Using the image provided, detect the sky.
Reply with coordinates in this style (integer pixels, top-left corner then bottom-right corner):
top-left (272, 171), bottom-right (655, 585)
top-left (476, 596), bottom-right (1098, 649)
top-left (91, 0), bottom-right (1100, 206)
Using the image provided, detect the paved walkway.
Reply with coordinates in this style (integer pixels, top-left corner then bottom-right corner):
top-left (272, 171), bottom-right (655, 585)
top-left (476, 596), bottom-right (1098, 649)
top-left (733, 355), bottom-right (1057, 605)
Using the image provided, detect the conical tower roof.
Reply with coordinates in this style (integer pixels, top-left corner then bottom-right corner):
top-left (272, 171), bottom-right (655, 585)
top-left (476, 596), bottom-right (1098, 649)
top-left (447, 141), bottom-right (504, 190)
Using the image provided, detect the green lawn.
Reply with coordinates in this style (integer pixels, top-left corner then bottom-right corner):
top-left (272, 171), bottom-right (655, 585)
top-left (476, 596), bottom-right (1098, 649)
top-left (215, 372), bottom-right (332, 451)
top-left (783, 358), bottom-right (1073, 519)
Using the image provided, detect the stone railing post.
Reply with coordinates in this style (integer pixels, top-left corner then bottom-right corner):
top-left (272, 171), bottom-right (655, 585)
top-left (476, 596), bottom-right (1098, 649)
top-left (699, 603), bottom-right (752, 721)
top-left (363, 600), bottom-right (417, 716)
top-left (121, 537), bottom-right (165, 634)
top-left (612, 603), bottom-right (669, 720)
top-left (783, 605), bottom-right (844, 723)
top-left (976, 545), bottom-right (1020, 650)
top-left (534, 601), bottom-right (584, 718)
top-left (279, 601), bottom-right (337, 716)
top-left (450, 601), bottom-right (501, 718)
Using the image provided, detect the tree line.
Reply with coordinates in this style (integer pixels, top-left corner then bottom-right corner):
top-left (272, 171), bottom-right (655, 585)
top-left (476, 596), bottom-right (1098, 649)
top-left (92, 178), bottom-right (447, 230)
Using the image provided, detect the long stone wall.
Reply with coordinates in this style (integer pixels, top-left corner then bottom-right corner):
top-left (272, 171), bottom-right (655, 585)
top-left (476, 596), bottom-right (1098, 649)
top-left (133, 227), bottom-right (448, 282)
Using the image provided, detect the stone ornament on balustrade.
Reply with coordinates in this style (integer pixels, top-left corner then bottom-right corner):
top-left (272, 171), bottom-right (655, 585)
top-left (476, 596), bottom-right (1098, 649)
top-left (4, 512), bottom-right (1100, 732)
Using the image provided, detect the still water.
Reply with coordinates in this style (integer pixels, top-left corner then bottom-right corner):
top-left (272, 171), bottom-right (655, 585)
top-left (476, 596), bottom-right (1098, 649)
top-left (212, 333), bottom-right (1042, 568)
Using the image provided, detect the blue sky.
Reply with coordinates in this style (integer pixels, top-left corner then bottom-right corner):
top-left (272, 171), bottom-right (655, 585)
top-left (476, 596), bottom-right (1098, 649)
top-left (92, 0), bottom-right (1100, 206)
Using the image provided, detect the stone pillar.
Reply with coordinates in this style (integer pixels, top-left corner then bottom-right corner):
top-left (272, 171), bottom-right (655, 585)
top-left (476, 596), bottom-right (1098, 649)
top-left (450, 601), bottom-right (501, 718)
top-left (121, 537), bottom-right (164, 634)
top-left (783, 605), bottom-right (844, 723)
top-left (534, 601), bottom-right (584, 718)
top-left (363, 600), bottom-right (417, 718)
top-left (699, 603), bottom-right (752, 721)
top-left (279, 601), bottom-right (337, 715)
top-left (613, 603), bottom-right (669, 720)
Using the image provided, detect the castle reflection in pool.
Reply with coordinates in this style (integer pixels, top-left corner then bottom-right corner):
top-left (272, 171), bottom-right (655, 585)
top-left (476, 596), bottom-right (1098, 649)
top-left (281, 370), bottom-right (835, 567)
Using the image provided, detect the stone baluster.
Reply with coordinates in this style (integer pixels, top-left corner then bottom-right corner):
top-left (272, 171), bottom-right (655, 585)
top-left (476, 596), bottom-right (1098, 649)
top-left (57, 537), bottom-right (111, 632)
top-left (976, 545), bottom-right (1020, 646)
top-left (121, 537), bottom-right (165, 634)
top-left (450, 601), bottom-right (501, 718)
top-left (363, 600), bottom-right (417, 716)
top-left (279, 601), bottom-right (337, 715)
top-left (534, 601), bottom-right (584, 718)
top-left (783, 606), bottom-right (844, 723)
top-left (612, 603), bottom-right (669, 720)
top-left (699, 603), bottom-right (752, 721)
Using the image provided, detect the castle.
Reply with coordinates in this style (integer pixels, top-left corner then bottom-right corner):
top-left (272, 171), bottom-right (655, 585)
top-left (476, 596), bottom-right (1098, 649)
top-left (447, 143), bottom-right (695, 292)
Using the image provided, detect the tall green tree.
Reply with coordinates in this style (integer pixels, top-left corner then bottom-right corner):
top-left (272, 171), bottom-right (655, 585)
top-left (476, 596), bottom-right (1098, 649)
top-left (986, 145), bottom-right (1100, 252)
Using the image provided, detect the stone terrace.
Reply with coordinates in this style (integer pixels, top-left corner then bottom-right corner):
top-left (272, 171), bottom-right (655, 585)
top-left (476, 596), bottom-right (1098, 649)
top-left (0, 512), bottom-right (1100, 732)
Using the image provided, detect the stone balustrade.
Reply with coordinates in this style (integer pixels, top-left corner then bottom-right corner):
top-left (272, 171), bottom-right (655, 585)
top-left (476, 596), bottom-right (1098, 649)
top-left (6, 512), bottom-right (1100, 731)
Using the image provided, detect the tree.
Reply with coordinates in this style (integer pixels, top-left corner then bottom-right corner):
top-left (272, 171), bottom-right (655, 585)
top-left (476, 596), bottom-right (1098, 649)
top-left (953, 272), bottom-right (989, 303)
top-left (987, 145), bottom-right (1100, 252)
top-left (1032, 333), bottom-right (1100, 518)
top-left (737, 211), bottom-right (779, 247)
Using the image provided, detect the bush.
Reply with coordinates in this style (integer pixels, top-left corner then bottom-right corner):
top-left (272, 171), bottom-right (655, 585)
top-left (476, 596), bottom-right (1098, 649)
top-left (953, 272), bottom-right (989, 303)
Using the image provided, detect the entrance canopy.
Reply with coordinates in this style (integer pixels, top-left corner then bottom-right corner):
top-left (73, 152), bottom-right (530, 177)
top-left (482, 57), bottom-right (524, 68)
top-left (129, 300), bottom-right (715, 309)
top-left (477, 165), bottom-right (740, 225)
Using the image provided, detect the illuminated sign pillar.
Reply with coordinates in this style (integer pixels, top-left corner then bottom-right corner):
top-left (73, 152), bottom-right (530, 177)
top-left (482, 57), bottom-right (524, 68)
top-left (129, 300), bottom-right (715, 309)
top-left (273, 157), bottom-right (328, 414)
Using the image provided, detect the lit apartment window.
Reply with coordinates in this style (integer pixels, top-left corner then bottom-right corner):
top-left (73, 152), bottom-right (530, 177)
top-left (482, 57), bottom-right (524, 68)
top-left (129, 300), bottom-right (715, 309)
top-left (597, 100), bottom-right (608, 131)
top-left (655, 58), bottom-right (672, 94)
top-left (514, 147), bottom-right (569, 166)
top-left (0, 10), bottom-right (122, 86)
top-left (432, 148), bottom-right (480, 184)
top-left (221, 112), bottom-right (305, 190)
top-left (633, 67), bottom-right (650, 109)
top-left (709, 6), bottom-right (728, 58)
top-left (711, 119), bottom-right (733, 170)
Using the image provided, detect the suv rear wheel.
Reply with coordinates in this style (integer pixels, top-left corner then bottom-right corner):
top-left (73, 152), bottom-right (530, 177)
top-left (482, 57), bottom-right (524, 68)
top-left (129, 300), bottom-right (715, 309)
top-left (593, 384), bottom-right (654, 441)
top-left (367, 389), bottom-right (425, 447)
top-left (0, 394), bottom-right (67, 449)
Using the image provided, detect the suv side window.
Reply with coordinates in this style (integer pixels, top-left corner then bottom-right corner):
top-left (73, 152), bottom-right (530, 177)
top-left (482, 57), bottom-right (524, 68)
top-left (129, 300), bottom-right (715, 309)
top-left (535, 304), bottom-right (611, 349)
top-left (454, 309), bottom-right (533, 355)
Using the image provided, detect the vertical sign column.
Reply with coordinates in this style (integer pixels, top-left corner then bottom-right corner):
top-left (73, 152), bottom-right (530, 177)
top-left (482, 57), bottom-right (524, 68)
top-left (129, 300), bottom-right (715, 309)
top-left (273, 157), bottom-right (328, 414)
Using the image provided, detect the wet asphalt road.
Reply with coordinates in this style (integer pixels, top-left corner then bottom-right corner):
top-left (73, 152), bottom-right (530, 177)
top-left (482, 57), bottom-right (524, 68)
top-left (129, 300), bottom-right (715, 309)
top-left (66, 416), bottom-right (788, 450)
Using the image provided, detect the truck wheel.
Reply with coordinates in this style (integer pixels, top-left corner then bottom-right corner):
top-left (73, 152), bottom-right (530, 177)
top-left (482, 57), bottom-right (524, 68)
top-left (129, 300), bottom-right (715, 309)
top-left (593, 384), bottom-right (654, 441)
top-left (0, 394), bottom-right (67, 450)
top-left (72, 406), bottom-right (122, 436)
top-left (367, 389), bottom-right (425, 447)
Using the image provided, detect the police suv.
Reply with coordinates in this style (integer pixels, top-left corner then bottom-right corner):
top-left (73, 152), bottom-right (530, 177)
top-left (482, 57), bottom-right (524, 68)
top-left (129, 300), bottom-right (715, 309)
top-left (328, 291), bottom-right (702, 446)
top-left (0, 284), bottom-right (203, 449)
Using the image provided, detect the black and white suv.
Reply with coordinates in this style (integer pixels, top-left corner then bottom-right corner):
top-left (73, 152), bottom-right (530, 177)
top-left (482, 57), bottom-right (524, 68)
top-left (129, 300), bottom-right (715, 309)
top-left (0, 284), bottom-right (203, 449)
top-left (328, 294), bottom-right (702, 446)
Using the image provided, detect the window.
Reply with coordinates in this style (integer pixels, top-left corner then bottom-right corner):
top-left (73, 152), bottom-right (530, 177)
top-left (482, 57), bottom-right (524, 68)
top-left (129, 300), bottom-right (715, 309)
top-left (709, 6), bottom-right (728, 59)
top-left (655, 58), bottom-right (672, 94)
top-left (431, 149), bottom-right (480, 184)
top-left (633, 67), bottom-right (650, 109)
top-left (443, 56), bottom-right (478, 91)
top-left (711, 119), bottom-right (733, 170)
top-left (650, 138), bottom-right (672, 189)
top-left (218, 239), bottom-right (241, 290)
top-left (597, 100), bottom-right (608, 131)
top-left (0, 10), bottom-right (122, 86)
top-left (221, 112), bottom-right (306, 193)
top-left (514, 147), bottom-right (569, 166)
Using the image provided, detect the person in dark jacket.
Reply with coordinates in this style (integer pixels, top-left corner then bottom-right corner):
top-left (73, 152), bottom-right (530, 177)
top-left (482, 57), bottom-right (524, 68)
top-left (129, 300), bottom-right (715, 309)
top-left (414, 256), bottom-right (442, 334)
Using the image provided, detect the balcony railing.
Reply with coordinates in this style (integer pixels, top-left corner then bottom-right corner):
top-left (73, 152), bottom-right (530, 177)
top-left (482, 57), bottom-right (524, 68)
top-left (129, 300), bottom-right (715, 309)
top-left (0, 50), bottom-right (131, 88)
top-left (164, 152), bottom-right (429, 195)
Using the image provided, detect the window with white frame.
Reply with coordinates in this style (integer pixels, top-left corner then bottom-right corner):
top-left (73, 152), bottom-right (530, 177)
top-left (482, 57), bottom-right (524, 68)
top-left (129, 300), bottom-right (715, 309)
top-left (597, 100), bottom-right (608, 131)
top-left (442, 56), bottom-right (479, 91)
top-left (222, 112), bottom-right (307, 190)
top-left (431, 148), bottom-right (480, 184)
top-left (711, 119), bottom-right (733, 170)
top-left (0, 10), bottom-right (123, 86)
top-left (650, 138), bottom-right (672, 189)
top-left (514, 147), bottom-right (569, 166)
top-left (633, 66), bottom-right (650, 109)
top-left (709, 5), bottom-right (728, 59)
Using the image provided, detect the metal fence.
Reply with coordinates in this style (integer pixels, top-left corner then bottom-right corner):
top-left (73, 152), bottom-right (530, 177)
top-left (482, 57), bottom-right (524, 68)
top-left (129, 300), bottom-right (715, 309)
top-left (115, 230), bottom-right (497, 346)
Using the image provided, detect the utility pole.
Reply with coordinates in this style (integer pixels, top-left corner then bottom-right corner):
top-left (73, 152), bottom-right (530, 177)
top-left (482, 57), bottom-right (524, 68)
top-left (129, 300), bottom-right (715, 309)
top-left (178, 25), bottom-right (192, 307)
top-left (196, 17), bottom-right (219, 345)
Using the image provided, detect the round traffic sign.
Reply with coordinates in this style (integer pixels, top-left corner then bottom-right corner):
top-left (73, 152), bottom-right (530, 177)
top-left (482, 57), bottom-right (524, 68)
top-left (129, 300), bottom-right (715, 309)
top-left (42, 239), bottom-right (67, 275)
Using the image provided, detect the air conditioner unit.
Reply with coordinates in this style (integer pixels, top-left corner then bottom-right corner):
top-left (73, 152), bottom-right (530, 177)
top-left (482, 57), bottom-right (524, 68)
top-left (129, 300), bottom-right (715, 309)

■ ■ ■

The request: Please pull every line from the listing above that contains the word "wheel" and copy each one in full.

Expected output:
Using the image provided, detect the suv rear wheel.
Using the image provided, detect the truck wheel.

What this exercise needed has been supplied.